God's thesis, which He has presented before the foundation of the world, is to make His Son the heir and sum of all things. So says Paul here and when that is so, when that is an accomplished, universal fact, it is God's intention to come right in to that in fullness and dwell there in pleasure and satisfaction. So that the end, as we have seen, and one of our passages indicates in the last words of the prophecies of Ezekiel: the Lord is there. Where? Just where His purpose is fully in expression.
Now, there are several aspects of this purpose which are going to occupy us throughout this day, if the Lord so leads and helps. Unto this purpose the Word of God is a revelation of the fact, the fact that God elects specific instruments in relation to that eternal purpose, that purpose of the ages. God elects specific instruments. We'll just leave that for the moment and come back.
+++++
## Exercise directions
In the passage on God's eternal purpose, what is God's thesis, presented before the foundation of the world?

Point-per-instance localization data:
+++++
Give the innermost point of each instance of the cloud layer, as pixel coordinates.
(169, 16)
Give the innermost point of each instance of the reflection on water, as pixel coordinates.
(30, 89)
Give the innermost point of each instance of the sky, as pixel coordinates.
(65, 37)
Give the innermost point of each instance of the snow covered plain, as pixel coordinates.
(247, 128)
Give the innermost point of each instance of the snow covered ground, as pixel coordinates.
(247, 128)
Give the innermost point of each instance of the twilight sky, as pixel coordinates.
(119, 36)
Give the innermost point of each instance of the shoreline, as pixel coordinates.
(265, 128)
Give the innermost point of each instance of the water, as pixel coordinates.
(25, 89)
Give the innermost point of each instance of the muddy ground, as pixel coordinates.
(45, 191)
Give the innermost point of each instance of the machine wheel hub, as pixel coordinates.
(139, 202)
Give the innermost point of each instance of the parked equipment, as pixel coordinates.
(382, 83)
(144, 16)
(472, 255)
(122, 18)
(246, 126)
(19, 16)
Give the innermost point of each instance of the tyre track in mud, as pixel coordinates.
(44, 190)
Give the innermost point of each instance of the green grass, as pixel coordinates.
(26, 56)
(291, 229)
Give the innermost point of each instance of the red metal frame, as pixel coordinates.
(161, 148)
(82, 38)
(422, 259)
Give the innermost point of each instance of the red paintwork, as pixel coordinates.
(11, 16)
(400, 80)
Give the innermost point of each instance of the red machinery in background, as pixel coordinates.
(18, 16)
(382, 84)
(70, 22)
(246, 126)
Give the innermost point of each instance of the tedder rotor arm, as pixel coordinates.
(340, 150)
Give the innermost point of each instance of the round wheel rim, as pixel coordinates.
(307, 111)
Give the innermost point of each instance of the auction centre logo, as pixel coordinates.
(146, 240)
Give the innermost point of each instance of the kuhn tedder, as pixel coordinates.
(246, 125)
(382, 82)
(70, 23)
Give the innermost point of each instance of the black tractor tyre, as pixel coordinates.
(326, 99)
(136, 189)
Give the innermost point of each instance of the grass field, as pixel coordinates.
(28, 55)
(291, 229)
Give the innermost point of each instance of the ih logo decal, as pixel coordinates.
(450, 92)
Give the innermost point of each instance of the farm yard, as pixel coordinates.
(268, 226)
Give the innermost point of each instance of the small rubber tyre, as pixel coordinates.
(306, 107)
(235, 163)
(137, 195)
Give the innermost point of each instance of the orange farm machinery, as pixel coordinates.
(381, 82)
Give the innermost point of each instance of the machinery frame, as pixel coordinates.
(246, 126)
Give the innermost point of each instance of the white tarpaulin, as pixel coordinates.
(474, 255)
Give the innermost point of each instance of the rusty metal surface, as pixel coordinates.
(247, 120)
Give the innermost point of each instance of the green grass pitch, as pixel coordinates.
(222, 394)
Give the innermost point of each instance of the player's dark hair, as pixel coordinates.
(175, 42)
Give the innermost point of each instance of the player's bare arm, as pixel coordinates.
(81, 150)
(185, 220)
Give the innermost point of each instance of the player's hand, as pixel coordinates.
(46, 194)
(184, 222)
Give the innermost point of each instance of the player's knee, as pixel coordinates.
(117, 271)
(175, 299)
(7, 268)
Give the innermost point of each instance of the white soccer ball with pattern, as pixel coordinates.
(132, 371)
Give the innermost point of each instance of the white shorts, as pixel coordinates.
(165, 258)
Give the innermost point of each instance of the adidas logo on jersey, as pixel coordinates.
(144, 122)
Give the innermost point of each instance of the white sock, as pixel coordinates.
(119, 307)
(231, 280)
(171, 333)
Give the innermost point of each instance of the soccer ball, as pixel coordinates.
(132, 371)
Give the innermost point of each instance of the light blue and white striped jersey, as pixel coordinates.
+++++
## Result for this task
To make His Son the heir and sum of all things.